__WRITTEN PROBLEM A__. Using the extract below, list the places Krafft names where people believe he is trying to slip his ideology.

__EXTRACT__.
┌──

Krafft asserts that he is not a racist or a Nazi, but a “revisionist” whose ideas are based in history.

“I just don’t buy this thing about 2,000 people a day being gassed at Auschwitz,” Krafft said. “It doesn’t add up to me technologically."

It is widely and generally accepted that some 10 to 11 million people, mostly Jews but also Soviets, handicapped people and prisoners of wars, were killed by Hitler's Nazi Germany.

But Krafft stands by his work, including a particularly controversial teapot, in the shape of Hitler's head.

“I think he’s been demonized excessively,” Krafft said. “I’m not trying to resurrect National Socialism or Hitlerism, but my opinion of the man has changed considerably since I began my revisionist investigations. So the teapot started out ironical and still stays ironical. Because for God’s sake, if you look at that thing, it’s goofy. And I don’t understand why people now think that this is some sort of an attempt to slip my evil neo-Nazi ideology into the homes, museums, and galleries of the unsuspecting.”

└──

__AVAILABLE RECORDS__.
┌──

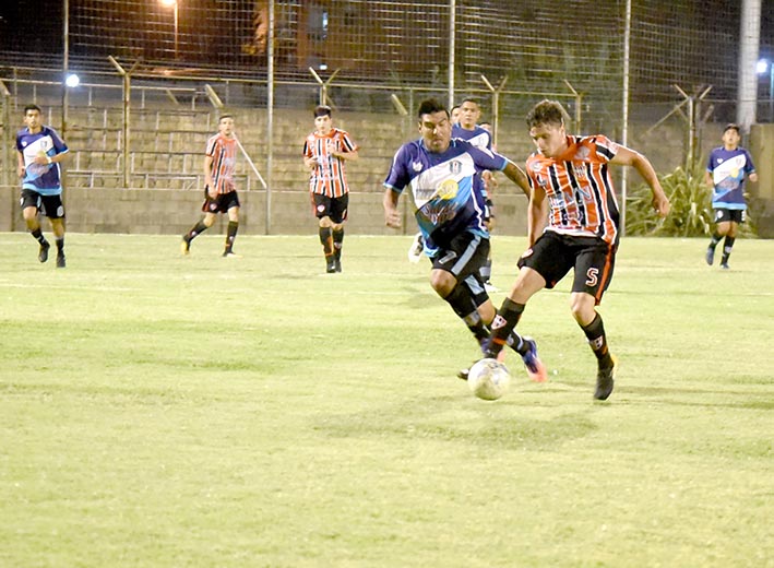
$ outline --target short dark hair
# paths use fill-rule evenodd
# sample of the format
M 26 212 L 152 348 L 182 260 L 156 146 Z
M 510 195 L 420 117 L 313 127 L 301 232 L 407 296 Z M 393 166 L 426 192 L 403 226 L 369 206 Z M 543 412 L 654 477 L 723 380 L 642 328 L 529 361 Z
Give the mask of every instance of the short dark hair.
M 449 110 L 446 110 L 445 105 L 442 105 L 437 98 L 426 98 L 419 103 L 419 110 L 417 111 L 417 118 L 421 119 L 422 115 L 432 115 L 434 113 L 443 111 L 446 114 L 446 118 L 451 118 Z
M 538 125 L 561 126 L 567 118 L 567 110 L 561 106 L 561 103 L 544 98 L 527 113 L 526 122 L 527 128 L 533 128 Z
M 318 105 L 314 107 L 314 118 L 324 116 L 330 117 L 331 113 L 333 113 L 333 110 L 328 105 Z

└──

__WRITTEN PROBLEM B__. Rewrite the records above, swapping "short dark hair" for "curly red hair" everywhere and leaving everything else as it is. Omit the pictures.

__FULL SOLUTION A__. Homes, museums, and galleries.

__FULL SOLUTION B__.
$ outline --target curly red hair
# paths use fill-rule evenodd
# sample of the format
M 26 212 L 152 348 L 182 260 L 156 146 Z
M 510 195 L 420 117 L 313 127 L 301 232 L 407 296 Z M 393 166 L 426 192 L 403 226 L 369 206 Z M 543 412 L 654 477 L 723 380 L 642 328 L 529 361 Z
Give the mask of every instance of the curly red hair.
M 449 110 L 446 110 L 445 105 L 442 105 L 437 98 L 426 98 L 419 103 L 419 110 L 417 111 L 417 118 L 421 119 L 422 115 L 432 115 L 434 113 L 443 111 L 446 114 L 446 118 L 451 118 Z
M 538 125 L 561 126 L 567 118 L 567 110 L 561 106 L 561 103 L 544 98 L 527 113 L 526 122 L 527 128 L 533 128 Z
M 318 105 L 314 107 L 314 118 L 324 116 L 330 117 L 331 113 L 333 113 L 333 110 L 328 105 Z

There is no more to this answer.